• [課題内容] 元の文章から「一人が吹石一恵の桃瀬検事だ。」を含む箇所を始まりとし、「彼女は病室でも、記録を残しつづけていた。」までを書き出してください。その際、「桃瀬検事」を「桃瀬検察官」に差し替えてください。

• [元の文章]
☆ ☆ ☆ ☆

志水が犯人ではないことを証明するのに躍起になり、犯人でないなら誰が一家をまとめて殺したのか、ということには触れられなかった。
気になるポイントに人の目を引きつけて、それ以外の動きを注目させないのは、優れたマジシャンの技と同じである。
ドラマの作りそのものが「アンチヒーロー」な作りになっていた。
このドラマの「アンチ」ではない真のヒーローは
長谷川博己の演じる主人公明墨(あきずみ)はアンチヒーローであった。
では、ヒーローはだれか。
一人が吹石一恵の桃瀬検事だ。
まっすぐなヒーローなので、すでに故人にしてしまった、というところがあるとおもう。
彼女は孤立無援、たった一人で検察庁相手に、冤罪であることを証明しようとしていた。
でも病に倒れる。
9話での桃瀬検事の手紙
桃瀬検事が、自分はもう長くないと悟ったとき、同期の検事だった明墨(長谷川博己)にあとを託す。
彼女は病室でも、記録を残しつづけていた。
頑なな男だった明墨も、病室で文字通り命を懸けて頼まれ、心が動く。

☆ ☆ ☆ ☆

• [項目一覧]
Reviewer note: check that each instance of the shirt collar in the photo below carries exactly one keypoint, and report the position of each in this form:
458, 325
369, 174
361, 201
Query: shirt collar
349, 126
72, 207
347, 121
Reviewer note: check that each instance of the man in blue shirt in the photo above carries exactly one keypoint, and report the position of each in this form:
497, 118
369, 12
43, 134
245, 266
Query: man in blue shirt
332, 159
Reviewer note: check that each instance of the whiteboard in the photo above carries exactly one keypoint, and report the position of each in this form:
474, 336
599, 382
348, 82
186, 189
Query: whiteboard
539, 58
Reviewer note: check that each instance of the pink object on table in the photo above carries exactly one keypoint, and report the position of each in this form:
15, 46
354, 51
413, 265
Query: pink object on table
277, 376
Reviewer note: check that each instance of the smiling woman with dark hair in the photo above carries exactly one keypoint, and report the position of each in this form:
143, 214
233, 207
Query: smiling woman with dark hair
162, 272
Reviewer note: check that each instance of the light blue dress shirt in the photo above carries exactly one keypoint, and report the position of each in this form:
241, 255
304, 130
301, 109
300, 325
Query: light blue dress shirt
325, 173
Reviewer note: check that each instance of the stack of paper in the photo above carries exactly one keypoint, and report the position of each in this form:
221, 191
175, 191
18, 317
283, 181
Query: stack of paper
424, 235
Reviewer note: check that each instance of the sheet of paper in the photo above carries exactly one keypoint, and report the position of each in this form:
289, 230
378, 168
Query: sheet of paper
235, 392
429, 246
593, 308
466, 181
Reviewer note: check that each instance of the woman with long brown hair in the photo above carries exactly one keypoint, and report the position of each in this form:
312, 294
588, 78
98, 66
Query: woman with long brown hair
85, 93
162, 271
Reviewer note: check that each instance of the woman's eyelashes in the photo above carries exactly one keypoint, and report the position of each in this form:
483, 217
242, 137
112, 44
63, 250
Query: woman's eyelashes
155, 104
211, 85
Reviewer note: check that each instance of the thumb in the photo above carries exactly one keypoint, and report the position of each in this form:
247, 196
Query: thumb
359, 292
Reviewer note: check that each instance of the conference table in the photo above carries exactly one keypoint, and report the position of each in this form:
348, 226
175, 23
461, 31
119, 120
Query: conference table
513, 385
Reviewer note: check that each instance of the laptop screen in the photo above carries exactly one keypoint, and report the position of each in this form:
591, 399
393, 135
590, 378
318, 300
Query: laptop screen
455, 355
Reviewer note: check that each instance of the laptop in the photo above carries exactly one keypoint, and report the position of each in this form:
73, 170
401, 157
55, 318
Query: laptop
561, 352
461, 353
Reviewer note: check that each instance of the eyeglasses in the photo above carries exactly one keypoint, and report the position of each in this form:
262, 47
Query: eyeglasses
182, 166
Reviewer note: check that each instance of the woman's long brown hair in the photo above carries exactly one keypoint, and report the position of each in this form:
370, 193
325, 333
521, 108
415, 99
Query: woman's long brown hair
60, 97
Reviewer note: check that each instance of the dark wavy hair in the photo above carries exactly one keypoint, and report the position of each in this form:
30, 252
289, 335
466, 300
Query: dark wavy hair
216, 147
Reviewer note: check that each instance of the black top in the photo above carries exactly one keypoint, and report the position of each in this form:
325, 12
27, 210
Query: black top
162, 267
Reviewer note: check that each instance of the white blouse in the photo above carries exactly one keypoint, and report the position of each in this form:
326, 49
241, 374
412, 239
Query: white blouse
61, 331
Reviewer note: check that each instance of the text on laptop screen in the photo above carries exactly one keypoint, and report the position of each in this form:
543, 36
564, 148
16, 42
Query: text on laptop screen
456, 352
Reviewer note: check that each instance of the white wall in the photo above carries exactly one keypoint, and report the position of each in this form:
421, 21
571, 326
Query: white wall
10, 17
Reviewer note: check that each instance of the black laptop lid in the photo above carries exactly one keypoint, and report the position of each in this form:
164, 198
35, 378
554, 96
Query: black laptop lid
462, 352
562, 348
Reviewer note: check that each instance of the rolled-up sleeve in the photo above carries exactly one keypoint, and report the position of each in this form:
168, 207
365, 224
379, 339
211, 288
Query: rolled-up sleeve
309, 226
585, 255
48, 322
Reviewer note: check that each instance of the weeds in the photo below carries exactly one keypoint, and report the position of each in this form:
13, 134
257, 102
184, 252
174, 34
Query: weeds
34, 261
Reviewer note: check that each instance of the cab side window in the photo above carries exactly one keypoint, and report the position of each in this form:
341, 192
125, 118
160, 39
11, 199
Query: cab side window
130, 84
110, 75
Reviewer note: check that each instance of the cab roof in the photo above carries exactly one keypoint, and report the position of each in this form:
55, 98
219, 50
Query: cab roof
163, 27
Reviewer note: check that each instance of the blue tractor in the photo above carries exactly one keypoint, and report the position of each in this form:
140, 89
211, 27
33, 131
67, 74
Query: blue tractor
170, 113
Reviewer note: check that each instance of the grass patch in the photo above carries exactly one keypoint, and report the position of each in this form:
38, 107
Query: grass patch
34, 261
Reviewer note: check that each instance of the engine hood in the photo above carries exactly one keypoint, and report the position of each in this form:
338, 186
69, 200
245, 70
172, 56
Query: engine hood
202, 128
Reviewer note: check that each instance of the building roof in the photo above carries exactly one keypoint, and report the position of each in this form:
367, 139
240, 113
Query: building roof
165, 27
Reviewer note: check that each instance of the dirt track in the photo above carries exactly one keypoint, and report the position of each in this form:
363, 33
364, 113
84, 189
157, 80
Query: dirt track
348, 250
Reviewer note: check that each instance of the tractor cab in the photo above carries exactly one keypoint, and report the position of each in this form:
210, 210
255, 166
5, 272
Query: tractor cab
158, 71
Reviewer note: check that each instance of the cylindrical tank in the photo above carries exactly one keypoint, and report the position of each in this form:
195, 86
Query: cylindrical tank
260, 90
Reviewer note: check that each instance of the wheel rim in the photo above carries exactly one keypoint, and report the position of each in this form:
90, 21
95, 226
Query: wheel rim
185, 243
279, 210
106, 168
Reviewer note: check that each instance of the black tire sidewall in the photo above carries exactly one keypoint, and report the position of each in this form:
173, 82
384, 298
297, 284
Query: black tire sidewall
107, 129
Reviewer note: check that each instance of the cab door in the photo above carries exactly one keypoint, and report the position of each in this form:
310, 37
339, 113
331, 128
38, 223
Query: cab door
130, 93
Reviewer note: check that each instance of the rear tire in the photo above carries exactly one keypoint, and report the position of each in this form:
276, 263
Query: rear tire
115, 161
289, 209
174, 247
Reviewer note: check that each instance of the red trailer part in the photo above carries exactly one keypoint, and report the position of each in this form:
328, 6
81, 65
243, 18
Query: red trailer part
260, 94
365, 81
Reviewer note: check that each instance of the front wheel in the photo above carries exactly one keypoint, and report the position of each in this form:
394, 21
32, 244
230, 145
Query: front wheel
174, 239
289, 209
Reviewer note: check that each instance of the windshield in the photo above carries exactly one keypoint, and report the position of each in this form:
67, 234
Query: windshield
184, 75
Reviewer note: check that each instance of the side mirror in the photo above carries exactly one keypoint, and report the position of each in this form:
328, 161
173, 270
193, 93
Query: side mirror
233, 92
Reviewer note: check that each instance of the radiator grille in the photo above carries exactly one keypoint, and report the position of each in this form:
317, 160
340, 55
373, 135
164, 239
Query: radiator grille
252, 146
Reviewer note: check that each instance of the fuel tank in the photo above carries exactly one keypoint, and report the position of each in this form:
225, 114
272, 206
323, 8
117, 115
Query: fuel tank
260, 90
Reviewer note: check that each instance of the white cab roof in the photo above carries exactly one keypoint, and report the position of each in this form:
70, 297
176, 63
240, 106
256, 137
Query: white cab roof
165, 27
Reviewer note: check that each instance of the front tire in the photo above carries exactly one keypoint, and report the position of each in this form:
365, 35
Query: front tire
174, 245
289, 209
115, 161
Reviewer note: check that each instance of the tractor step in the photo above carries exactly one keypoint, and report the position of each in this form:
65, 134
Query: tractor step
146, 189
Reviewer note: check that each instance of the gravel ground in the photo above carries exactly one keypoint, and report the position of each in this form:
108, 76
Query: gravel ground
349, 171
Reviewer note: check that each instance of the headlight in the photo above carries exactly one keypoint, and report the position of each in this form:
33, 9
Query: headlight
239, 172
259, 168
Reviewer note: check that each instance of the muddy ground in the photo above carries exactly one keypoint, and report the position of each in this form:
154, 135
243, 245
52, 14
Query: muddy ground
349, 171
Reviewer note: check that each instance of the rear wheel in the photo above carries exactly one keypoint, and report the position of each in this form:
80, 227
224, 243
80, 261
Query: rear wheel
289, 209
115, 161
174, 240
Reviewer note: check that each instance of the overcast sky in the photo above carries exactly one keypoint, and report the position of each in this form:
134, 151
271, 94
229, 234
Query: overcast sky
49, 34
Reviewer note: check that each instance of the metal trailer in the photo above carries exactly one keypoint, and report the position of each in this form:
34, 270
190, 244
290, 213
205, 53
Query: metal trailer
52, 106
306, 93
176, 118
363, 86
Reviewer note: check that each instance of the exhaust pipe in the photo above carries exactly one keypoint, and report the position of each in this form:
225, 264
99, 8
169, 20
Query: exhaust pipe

☆ ☆ ☆ ☆

• [解答]
一人が吹石一恵の桃瀬検察官だ。
まっすぐなヒーローなので、すでに故人にしてしまった、というところがあるとおもう。
彼女は孤立無援、たった一人で検察庁相手に、冤罪であることを証明しようとしていた。
でも病に倒れる。
9話での桃瀬検察官の手紙
桃瀬検察官が、自分はもう長くないと悟ったとき、同期の検事だった明墨(長谷川博己)にあとを託す。
彼女は病室でも、記録を残しつづけていた。